** TEXT PROVIDED **
= = = = = = =
By Andrés Alba-Pérez, Research Associate at MiMe
Early this month we participated in two submitted proposals to the last 2016 MSCA ITN call, one as coordinators and the other one as partners. The European Commission has already released initial submission rates for this call, and the numbers are an expected but still overwhelming increase to the 2015 call: 1,363 European Training Networks (ETN) proposals were submitted. With the overall budget about the same, it is therefore anticipated that success rates will fall just below those seen in 2015 (7.8% for ETN). These projects are very prestigious for the recipients and the Marie Curie studentships are some of the most well payed in Europe. The competition is steep.
What then makes a successful proposal?
Applicant guides and extensive feedback from previous calls point to several essential elements, and one in particular stands out: the training component has to be innovative. Over the years the MSCA ITNs have become a benchmark for excellent doctoral programmes at European level. Their evolution in the way successful proposals are structured is hinting to the rise and spreading of a new doctoral training model. One that prepares researchers better for today’s more diverse array of careers in research.
= = = = = = =
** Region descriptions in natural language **
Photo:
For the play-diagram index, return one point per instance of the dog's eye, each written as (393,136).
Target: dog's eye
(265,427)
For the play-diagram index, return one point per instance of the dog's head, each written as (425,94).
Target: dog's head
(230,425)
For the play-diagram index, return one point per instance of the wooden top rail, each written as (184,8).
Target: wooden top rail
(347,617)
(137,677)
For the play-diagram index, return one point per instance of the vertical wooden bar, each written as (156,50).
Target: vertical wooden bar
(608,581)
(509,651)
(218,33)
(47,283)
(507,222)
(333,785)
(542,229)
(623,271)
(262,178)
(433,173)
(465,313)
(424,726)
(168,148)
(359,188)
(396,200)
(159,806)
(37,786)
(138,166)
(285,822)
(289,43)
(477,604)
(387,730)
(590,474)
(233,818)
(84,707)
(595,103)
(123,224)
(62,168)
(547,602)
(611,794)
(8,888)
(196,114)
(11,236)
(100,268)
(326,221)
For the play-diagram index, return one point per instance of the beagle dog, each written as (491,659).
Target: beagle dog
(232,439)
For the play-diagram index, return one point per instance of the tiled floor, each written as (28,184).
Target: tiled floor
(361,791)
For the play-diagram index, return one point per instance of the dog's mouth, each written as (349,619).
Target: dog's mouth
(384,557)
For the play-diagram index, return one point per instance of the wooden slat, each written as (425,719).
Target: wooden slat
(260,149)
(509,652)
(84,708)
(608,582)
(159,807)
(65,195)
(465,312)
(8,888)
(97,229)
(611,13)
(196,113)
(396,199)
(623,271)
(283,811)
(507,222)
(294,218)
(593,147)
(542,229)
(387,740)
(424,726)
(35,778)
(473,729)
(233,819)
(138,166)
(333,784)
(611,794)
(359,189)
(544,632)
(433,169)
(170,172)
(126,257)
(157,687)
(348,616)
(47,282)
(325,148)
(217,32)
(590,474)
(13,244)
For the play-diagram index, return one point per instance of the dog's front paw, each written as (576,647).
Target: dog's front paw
= = = = = = =
** ASSIGNMENT **
Please resume the article on winning MSCA ITN proposals, picking up right after its last sentence.

** OUTPUT FOR THIS EXERCISE **
Most successful MSCA ITNs have diverse consortia, with multi-disciplinary PhD programmes and well thought secondments in industry and other non-academic institutions. For instance, it’s difficult to think of a top PhD programme in the biomedical sciences without some kind of interaction with a clinical research institution. With the increasing demand of excellence for anything that universities receive funding for, we have seen in leading institutions the start of this shift away from the still mainstream fully academic model of doctoral studies to a more complex doctoral training model, involving industry and other actors and preparing researchers for a wide range of careers.